- _TASK DATA_:

====

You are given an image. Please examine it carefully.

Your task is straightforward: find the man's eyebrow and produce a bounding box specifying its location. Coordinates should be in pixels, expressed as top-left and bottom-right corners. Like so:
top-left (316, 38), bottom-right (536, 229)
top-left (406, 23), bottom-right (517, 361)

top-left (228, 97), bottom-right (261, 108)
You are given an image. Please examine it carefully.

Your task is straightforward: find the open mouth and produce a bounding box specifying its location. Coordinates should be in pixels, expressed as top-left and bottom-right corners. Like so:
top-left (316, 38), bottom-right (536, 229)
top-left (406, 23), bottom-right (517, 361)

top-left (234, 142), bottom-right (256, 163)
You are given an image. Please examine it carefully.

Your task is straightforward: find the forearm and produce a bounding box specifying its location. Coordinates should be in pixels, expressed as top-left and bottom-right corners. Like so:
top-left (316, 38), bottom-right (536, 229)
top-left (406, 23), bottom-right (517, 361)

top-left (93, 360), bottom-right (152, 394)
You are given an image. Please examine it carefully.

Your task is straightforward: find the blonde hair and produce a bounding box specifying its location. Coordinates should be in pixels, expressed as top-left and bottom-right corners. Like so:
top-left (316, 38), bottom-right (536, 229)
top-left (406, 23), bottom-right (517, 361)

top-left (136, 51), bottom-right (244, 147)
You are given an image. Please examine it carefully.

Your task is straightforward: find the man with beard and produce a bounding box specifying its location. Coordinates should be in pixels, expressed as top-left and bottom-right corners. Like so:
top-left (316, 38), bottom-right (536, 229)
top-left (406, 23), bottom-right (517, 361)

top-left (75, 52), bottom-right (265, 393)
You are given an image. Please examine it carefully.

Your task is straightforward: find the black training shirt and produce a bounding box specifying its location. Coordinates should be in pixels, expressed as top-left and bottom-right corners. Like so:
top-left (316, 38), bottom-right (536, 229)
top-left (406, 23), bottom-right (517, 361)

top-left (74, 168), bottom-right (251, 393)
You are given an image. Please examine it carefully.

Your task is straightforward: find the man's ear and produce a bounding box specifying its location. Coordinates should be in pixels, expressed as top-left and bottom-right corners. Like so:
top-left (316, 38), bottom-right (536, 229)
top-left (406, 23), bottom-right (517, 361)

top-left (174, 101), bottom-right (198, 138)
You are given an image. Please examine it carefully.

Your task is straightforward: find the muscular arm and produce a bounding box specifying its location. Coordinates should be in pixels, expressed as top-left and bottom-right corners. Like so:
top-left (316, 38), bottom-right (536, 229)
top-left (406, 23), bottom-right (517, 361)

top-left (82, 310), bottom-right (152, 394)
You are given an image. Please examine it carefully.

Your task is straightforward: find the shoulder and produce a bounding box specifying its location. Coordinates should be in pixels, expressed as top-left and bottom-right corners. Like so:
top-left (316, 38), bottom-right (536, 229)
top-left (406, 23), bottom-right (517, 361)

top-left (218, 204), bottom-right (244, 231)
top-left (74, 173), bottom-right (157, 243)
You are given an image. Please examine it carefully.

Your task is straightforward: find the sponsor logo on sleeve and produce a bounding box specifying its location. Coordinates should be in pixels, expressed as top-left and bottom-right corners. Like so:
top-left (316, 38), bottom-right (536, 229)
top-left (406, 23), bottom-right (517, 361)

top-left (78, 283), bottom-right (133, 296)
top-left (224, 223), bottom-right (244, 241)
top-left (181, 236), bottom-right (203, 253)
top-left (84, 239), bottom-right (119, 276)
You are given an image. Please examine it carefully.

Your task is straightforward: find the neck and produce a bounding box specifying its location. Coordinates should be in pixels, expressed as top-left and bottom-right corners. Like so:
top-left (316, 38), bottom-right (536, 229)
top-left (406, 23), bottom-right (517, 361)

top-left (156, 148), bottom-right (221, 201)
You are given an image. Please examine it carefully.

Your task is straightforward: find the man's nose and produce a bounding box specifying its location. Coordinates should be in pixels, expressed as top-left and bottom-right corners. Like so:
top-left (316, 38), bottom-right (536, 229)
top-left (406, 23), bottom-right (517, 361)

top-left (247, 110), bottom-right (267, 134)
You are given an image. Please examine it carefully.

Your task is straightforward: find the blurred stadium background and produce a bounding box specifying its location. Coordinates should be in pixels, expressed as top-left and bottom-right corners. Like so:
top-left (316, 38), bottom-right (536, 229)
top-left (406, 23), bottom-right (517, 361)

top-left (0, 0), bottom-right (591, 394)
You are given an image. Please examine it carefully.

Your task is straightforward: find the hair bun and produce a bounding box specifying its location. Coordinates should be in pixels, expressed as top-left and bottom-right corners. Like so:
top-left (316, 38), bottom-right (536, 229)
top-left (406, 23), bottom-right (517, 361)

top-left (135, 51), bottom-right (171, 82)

====

- _PROBLEM DESCRIPTION_:
Rewrite all the rows above, replacing "bounding box" with "rectangle" everywhere it occurs and leaving everything else unchanged.

- _EXERCISE OUTPUT_:
You are given an image. Please examine it carefully.

Your task is straightforward: find the man's eyebrow and produce a rectangle specifying its location. Coordinates should be in pixels, expressed as top-left and bottom-right corners. Like so:
top-left (316, 38), bottom-right (536, 229)
top-left (406, 23), bottom-right (517, 361)

top-left (228, 97), bottom-right (261, 108)
You are given an image. Please examine it carefully.

Your task is straightforward: find the open mouth and produce a rectangle specifying its location. Coordinates should be in pixels, expressed as top-left and bottom-right corners. Like so:
top-left (316, 38), bottom-right (536, 229)
top-left (406, 23), bottom-right (517, 361)

top-left (234, 142), bottom-right (256, 163)
You are given an image. Please examine it carefully.

Your task is straightforward: find the forearm and produce a rectangle specifying its location. Coordinates should be in pixels, expressed as top-left and bottom-right corners. Like so:
top-left (316, 38), bottom-right (536, 229)
top-left (406, 23), bottom-right (517, 361)

top-left (93, 360), bottom-right (152, 394)
You are given an image. Please examine it carefully.

Your task is straightforward: find the blonde hair and produce a rectangle specifying its location. Coordinates should be in pixels, expressed as top-left and bottom-right corners. Like so:
top-left (316, 38), bottom-right (536, 229)
top-left (406, 23), bottom-right (517, 361)

top-left (136, 51), bottom-right (244, 147)
You are given an image. Please examine it carefully.

Your task is straightforward: find the man with beard and produce a rectangle specifying its location. Coordinates should be in pixels, expressed as top-left and bottom-right corners. Like so:
top-left (316, 38), bottom-right (536, 229)
top-left (406, 23), bottom-right (517, 361)

top-left (75, 52), bottom-right (265, 393)
You are given an image. Please examine it carefully.

Your task is straightforward: find the black training shirt and produce a rectangle specifying its location. Coordinates should be in pixels, expressed as top-left and bottom-right corners. Like so:
top-left (316, 38), bottom-right (536, 229)
top-left (406, 23), bottom-right (517, 361)

top-left (74, 168), bottom-right (251, 393)
You are given an image. Please examine it carefully.

Your task is straightforward: find the man's ear and produce a rectangle specifying its location. Coordinates should be in pixels, expressed as top-left and bottom-right corners. Like so:
top-left (316, 38), bottom-right (536, 229)
top-left (406, 23), bottom-right (517, 361)

top-left (174, 101), bottom-right (198, 138)
You are given an image. Please examine it carefully.

Your task is straightforward: find the muscular arm and produce a rectangle specifying its location. Coordinates should be in pixels, expressed as top-left and bottom-right corners. Like so:
top-left (316, 38), bottom-right (536, 229)
top-left (406, 23), bottom-right (517, 361)

top-left (82, 310), bottom-right (152, 394)
You are given an image. Please examine it carefully.

Your task is straightforward: find the shoulder and produce a rectangle specifying its location. Coordinates should be in pixels, expressed as top-left and bottom-right corners. Like so:
top-left (316, 38), bottom-right (536, 229)
top-left (406, 23), bottom-right (517, 361)

top-left (218, 204), bottom-right (244, 231)
top-left (74, 173), bottom-right (157, 243)
You are given an image. Please examine it carefully.

Your task is straightforward: find the sponsor logo on sleeve and produce a rectangle specifying its location. Coordinates should be in pixels, expressed as top-left and bottom-right corners. Like so:
top-left (316, 38), bottom-right (536, 229)
top-left (406, 23), bottom-right (517, 361)

top-left (78, 283), bottom-right (133, 296)
top-left (224, 223), bottom-right (244, 241)
top-left (181, 236), bottom-right (203, 253)
top-left (84, 239), bottom-right (119, 276)
You are given an image. Please examine it carefully.

Your task is straightforward: find the neck and produce a rectangle specifying its location. Coordinates should be in pixels, expressed as top-left and bottom-right corners. Like so:
top-left (316, 38), bottom-right (536, 229)
top-left (406, 23), bottom-right (517, 361)

top-left (156, 148), bottom-right (221, 201)
You are given an image. Please examine it carefully.

Your task is straightforward: find the man's nose and produce a rectangle specifying its location. Coordinates should be in pixels, expressed as top-left and bottom-right corners. Like so:
top-left (316, 38), bottom-right (536, 229)
top-left (406, 23), bottom-right (517, 361)

top-left (247, 110), bottom-right (267, 134)
You are given an image. Please examine it carefully.

Your task is straightforward: find the blurred stadium background and produce a rectangle specifying its location. Coordinates should be in pixels, expressed as top-left and bottom-right corners. Like so:
top-left (316, 38), bottom-right (536, 229)
top-left (406, 23), bottom-right (517, 361)

top-left (0, 0), bottom-right (591, 394)
You are given an image. Please examine it carefully.

Your task is straightforward: find the hair bun and produce a rectangle specifying its location. Coordinates should be in pixels, expressed as top-left and bottom-right corners. Like so:
top-left (316, 38), bottom-right (536, 229)
top-left (406, 23), bottom-right (517, 361)

top-left (135, 51), bottom-right (171, 82)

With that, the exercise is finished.